== WHAT THE TASK REQUIRES ==
Write out exactly, with no other output, the lines below from the one that contains "of the roof" through the end.

== Dataset rows on where objects appear ==
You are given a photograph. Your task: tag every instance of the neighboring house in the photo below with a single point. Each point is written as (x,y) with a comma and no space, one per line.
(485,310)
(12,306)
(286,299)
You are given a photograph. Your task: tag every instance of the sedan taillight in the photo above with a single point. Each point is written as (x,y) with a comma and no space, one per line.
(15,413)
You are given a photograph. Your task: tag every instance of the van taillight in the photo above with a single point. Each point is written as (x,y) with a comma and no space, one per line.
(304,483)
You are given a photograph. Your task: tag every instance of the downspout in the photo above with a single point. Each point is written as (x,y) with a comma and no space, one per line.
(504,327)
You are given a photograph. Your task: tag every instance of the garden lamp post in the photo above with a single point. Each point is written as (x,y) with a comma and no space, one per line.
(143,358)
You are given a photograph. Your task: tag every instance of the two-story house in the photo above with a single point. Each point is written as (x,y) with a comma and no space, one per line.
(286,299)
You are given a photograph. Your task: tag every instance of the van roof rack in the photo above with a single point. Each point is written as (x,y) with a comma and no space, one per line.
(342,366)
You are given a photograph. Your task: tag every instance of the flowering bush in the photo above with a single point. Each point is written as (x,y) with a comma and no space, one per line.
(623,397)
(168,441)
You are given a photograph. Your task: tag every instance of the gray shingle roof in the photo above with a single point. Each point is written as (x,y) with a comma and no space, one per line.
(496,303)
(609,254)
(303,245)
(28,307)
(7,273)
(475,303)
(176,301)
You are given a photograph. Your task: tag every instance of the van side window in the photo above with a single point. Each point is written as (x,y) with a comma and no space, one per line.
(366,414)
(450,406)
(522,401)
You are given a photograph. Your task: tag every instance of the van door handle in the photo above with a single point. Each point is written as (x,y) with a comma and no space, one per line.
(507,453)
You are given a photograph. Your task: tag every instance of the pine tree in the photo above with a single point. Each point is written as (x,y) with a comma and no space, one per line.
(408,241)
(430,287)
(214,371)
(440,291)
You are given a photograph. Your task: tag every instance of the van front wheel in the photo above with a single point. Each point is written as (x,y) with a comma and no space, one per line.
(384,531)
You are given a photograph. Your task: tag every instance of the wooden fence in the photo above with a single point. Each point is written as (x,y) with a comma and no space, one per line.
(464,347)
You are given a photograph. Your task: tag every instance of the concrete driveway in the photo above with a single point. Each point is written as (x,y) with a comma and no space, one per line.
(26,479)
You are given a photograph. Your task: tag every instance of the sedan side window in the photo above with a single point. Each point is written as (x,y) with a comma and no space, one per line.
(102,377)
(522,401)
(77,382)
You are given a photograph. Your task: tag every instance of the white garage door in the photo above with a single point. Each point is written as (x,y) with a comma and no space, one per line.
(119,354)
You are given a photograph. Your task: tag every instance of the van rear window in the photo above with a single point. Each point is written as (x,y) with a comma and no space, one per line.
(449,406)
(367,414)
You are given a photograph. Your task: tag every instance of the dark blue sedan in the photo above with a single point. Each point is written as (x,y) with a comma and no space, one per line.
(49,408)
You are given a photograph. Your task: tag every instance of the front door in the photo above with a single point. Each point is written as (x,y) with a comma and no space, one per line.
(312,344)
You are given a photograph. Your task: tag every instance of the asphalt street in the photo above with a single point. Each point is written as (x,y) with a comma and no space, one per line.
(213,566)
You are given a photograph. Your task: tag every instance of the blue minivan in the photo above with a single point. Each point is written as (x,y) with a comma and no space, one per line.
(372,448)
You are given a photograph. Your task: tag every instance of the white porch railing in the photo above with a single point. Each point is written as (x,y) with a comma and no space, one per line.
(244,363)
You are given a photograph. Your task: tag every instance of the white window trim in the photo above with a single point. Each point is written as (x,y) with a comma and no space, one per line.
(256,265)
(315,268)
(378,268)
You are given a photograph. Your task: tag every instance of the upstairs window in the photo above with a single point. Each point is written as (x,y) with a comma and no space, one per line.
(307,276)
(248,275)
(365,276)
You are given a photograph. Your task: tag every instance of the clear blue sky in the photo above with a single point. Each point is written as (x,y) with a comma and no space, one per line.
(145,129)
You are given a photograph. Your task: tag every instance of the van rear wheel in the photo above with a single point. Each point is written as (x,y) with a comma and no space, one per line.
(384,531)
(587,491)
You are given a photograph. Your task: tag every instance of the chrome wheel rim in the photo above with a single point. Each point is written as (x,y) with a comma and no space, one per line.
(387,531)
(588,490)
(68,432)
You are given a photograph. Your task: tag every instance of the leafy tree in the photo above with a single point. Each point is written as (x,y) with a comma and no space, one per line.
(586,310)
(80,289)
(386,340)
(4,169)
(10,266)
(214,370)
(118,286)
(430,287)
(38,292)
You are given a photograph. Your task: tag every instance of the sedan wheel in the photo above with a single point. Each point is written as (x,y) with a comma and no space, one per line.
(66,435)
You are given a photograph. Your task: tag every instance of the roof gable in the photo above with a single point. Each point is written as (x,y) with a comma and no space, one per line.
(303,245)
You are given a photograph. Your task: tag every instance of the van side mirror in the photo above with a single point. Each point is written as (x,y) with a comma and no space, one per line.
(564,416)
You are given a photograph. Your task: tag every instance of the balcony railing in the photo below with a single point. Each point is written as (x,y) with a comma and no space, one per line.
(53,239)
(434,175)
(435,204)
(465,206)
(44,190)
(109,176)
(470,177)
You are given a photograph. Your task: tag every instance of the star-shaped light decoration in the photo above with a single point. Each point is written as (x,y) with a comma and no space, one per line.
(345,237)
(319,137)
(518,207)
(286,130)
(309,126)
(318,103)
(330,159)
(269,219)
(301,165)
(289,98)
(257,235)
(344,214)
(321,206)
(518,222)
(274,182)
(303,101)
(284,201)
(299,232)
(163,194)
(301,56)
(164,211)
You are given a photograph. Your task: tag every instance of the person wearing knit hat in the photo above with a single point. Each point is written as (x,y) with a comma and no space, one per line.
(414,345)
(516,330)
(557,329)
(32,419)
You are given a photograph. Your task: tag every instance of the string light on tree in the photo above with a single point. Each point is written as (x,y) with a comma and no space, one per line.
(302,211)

== CORRECT ANSWER ==
You are given a photograph. Your task: tag every instance of the roof gable in the photo above with a single point. Each point is written as (x,y) with a comma and no space, one per line.
(303,245)
You are given a photograph. Your task: tag every instance of the van side mirror in the photo above with a single point. Each point is written as (x,y) with a comma and no space, one per line.
(564,416)
You are given a photograph. Your task: tag every instance of the balcony railing in the photo below with a single point. Each point is written as (x,y) with a comma and no space, one per line.
(53,239)
(434,175)
(435,204)
(465,206)
(44,190)
(109,176)
(470,177)
You are given a photograph. Your task: tag every instance of the star-shaped light decoration in the photo above with a single point. Each point is written as (x,y) with a comma and no space, one per line.
(345,237)
(319,137)
(518,207)
(286,130)
(309,126)
(318,103)
(330,159)
(269,219)
(301,165)
(289,98)
(257,235)
(344,214)
(321,206)
(518,222)
(274,182)
(303,101)
(284,201)
(299,232)
(163,194)
(301,56)
(164,211)
You are given a photograph. Your task: tag every instance of the person wearing knit hat in the photo above with a single point. Each point is written as (x,y) with a comma and no space, one per line.
(414,345)
(516,330)
(557,329)
(32,419)
You are given a photograph. Your task: tag every instance of the string light on tree in the photo above with a single point. Each point is written as (x,y) with a comma and no space, one per line.
(302,211)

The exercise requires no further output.